DO THIS →
Copy out every line of the items below word for word, omitting the pictures.

A data block:
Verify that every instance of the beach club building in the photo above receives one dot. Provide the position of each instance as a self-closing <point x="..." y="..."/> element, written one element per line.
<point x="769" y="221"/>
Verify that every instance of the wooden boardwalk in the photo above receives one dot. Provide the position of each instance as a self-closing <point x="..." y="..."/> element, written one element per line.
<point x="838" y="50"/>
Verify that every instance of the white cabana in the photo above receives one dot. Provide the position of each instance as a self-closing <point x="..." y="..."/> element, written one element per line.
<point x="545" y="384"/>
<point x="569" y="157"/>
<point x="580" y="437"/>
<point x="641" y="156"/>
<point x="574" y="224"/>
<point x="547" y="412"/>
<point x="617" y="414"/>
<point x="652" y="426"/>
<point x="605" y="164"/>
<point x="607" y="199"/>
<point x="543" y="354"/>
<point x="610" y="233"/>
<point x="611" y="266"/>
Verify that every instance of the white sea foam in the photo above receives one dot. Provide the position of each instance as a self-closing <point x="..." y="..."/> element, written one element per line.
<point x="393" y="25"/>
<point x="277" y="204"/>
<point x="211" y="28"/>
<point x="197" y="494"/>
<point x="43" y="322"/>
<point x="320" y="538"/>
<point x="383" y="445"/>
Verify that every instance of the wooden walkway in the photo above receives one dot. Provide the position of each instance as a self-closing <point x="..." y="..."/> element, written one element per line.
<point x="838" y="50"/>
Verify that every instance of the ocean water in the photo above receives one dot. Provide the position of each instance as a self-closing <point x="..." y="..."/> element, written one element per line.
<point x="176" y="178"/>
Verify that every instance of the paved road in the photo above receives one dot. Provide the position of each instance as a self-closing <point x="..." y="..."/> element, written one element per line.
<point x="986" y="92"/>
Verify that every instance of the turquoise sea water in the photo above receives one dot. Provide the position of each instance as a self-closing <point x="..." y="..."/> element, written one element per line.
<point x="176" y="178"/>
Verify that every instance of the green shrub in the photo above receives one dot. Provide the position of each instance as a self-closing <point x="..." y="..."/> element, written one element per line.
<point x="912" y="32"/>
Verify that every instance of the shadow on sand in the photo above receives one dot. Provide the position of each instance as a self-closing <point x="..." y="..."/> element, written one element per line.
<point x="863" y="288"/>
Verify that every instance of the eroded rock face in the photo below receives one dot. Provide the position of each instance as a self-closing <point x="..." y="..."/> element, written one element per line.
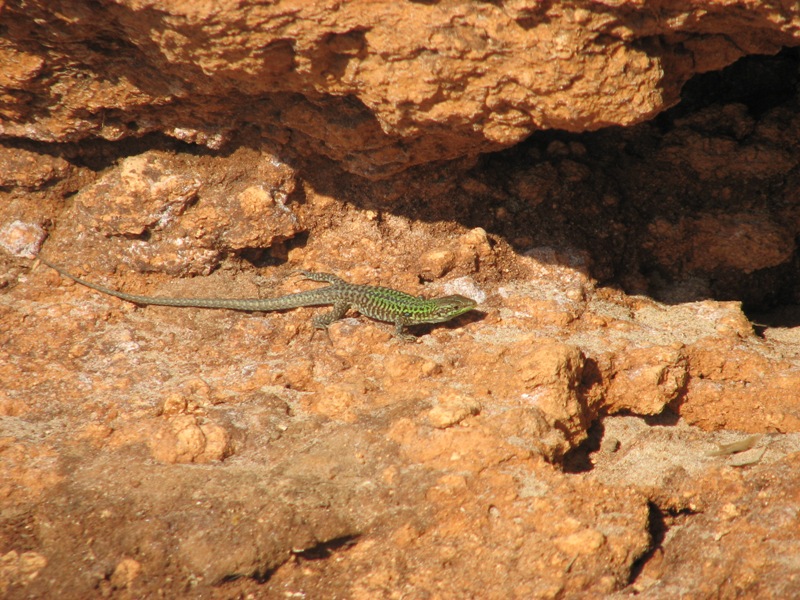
<point x="566" y="439"/>
<point x="377" y="86"/>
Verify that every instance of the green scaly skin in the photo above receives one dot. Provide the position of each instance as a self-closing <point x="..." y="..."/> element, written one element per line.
<point x="381" y="303"/>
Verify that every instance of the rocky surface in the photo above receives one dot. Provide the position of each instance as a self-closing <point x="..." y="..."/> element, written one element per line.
<point x="621" y="415"/>
<point x="376" y="86"/>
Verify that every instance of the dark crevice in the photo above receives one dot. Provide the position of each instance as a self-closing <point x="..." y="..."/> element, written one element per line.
<point x="577" y="460"/>
<point x="657" y="529"/>
<point x="658" y="523"/>
<point x="324" y="550"/>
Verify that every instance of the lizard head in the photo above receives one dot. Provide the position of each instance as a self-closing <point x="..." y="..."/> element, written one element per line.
<point x="447" y="308"/>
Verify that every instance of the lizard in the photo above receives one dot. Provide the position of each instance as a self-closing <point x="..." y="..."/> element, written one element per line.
<point x="376" y="302"/>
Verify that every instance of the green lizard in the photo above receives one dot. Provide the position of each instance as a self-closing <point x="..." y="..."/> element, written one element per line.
<point x="381" y="303"/>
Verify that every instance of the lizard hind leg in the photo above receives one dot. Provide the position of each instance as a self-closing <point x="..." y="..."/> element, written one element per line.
<point x="326" y="277"/>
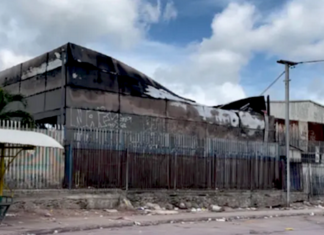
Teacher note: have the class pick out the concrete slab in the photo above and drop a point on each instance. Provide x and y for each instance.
(49, 226)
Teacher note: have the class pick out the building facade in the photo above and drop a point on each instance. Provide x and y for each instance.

CORRECT OUTPUT →
Verify that every instance of the beach club building in the photo above receives one dot. Provide the position of each instance as a self-closing <point x="..." y="..."/> element, written one element per line.
<point x="769" y="221"/>
Verify that every instance of the wooden boardwalk in the photo above receives one dot. Provide the position of each instance as a self-closing <point x="..." y="..."/> element, written one element per line.
<point x="838" y="50"/>
Verify that every instance of the white cabana in the photo above receives one dot. Provide the position of each instance as a self-closing <point x="..." y="..."/> element, written one element per line.
<point x="545" y="384"/>
<point x="569" y="157"/>
<point x="580" y="437"/>
<point x="641" y="156"/>
<point x="574" y="224"/>
<point x="547" y="412"/>
<point x="617" y="414"/>
<point x="652" y="426"/>
<point x="605" y="164"/>
<point x="607" y="199"/>
<point x="543" y="354"/>
<point x="610" y="233"/>
<point x="611" y="266"/>
Verify that every instance of the white sea foam in the photo above receives one dot. Provide the position of each instance as a self-closing <point x="..." y="..."/> element, written one element per line.
<point x="393" y="25"/>
<point x="277" y="204"/>
<point x="211" y="28"/>
<point x="197" y="494"/>
<point x="43" y="322"/>
<point x="320" y="538"/>
<point x="383" y="445"/>
Verify that every instance of the wooden walkway in the photo above receives one dot. Provide the position of each instance as a self-closing <point x="..." y="..."/> element, written one element per line.
<point x="838" y="50"/>
Verify that every instance of the ocean water in the photo above receives one dot. Provide the position of each instance as a self-closing <point x="..." y="..."/> element, written one element per line.
<point x="176" y="178"/>
Verify that every instance of the paved road in the photo above receives one dot. Provide the position of each instance as a self-closing <point x="..." y="..."/> element, written one element per line.
<point x="986" y="92"/>
Verify that every instance of the turquoise sea water in the photo above receives one dot. Provide the position of each instance as a self-closing <point x="..." y="..."/> element, written one element per line.
<point x="176" y="178"/>
Verify that every instance of the green shrub in the photo above receives one dot. Provide the position of each instance as a self-closing <point x="..." y="..."/> element, written one element per line.
<point x="912" y="32"/>
Verify that every instance of the shadow on sand in the photo above receives one dot. Provide the position of each instance as a self-closing <point x="..." y="..."/> element, written one element per line.
<point x="863" y="288"/>
Verify that every instance of the eroded rock face in the photo below receives one dot. Provide the position of each instance as a self-closing <point x="..." y="..."/> element, written one element per line.
<point x="566" y="439"/>
<point x="377" y="86"/>
Verify that every instance of the green scaly skin in the photo above receives one dot. Provide the position of each instance as a self-closing <point x="..." y="..."/> element, written one element per line.
<point x="381" y="303"/>
Verify that every instance of the rocky surface in the photo above receives one dot. Provide the position of each instance as a self-closing <point x="..." y="..."/> element, written one element per line.
<point x="621" y="415"/>
<point x="376" y="86"/>
Verify that every instance of the dark crevice in the photo above receives one dot. Provide the position of each instance as a self-closing <point x="..." y="..."/> element, written one element per line.
<point x="577" y="460"/>
<point x="657" y="529"/>
<point x="658" y="523"/>
<point x="324" y="550"/>
Verify that every instance of the lizard head in the photo above receives one dot. Provide the position of each instance as a self-closing <point x="..." y="..."/> element, written one element per line.
<point x="447" y="308"/>
Verify that every instance of the lizard in the photo above receives one dot. Provide the position of each instance as a self-closing <point x="..." y="..."/> element, written one element per line.
<point x="376" y="302"/>
Verify that every instance of the green lizard in the photo above receives one dot. Provide the position of each instance as a self-closing <point x="..." y="..."/> element, written one element per line.
<point x="381" y="303"/>
Verify that every instance of the lizard hind leg in the photo above receives one dot. Provide the position of each instance as a self-closing <point x="..." y="..."/> element, written one element per line.
<point x="326" y="277"/>
Teacher note: have the class pick out the concrete slab in the photo above and drop a point on each instance. Provide x and y for each instance.
(49, 226)
Teacher note: have the class pick out the building facade in the photo above and drop a point on each instance. Provide x and y for each instance.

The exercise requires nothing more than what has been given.